▶ To do:
Render the entries below as a Markdown table with the columns Row and Line, one row per line, numbered in order and skipping blank lines. Keep the pictures out of the table.

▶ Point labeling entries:
* * * * * * * * *
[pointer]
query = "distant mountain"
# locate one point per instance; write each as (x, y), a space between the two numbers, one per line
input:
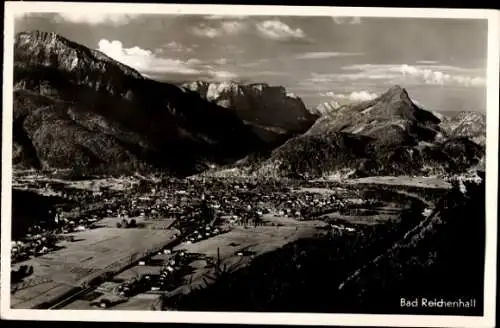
(389, 135)
(77, 108)
(271, 111)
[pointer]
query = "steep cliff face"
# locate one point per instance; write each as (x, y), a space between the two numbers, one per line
(270, 110)
(77, 108)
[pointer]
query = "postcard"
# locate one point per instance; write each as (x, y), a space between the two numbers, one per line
(249, 164)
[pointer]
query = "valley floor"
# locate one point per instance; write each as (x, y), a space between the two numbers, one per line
(189, 235)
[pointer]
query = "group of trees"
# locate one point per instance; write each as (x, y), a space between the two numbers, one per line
(132, 223)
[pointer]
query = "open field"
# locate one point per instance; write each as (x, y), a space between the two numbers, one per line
(419, 182)
(94, 253)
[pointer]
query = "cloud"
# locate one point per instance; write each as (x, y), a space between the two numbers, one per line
(94, 18)
(353, 96)
(231, 27)
(427, 62)
(326, 55)
(225, 17)
(221, 61)
(279, 31)
(347, 20)
(150, 64)
(174, 47)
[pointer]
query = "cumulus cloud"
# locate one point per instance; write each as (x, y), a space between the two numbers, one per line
(279, 31)
(347, 20)
(326, 55)
(231, 27)
(353, 96)
(419, 74)
(427, 62)
(221, 61)
(149, 63)
(95, 18)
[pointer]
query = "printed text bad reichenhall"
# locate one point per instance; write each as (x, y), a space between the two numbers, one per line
(437, 303)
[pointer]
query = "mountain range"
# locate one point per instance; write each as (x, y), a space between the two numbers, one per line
(77, 108)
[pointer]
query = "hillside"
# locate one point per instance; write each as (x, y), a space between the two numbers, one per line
* * * * * * * * *
▶ Output below:
| Row | Line |
|---|---|
| 1 | [pointer] |
| 2 | query = "distant mountain" |
| 3 | # locate one point per instance; write each as (x, y), a space between the two numbers, one per line |
| 4 | input: |
| 5 | (389, 135) |
| 6 | (77, 108) |
| 7 | (271, 111) |
| 8 | [pointer] |
| 9 | query = "steep cliff face" |
| 10 | # locate one point per instance; write each as (x, y), a space between the two numbers, one per line |
| 11 | (270, 110) |
| 12 | (77, 108) |
| 13 | [pointer] |
| 14 | query = "postcard" |
| 15 | # locate one point per instance; write each as (x, y), a space between the two numbers, one per line |
| 16 | (249, 164) |
| 17 | [pointer] |
| 18 | query = "valley floor" |
| 19 | # locate one point per instance; write each as (x, y), a space between the two numbers, one per line |
| 20 | (189, 235) |
| 21 | [pointer] |
| 22 | query = "group of trees" |
| 23 | # locate one point per instance; write each as (x, y), a space between the two numbers, one per line |
| 24 | (132, 223) |
| 25 | [pointer] |
| 26 | query = "open field" |
| 27 | # locate one point per instance; write each as (x, y), a space between the two numbers, one per line |
| 28 | (419, 182) |
| 29 | (94, 253) |
| 30 | [pointer] |
| 31 | query = "cloud" |
| 32 | # locate one point per instance; write each as (x, y), a space between the two numbers, one per line |
| 33 | (94, 18) |
| 34 | (353, 96) |
| 35 | (231, 27) |
| 36 | (427, 62) |
| 37 | (326, 55) |
| 38 | (225, 17) |
| 39 | (221, 61) |
| 40 | (279, 31) |
| 41 | (347, 20) |
| 42 | (150, 64) |
| 43 | (174, 47) |
| 44 | [pointer] |
| 45 | query = "cumulus cloud" |
| 46 | # locate one point per instance; write each as (x, y), a space between the two numbers, one per line |
| 47 | (279, 31) |
| 48 | (347, 20) |
| 49 | (326, 55) |
| 50 | (231, 27) |
| 51 | (353, 96) |
| 52 | (419, 74) |
| 53 | (427, 62) |
| 54 | (221, 61) |
| 55 | (149, 63) |
| 56 | (95, 18) |
| 57 | [pointer] |
| 58 | query = "printed text bad reichenhall" |
| 59 | # locate one point per instance; write each as (x, y), a space between the two numbers, one per line |
| 60 | (437, 303) |
| 61 | [pointer] |
| 62 | query = "mountain range" |
| 63 | # locate one point per instance; write each as (x, y), a space between the two numbers, one per line |
| 64 | (77, 108) |
| 65 | [pointer] |
| 66 | query = "hillside" |
| 67 | # locate one point per instance; write each as (x, y), a space between the two numbers, one per line |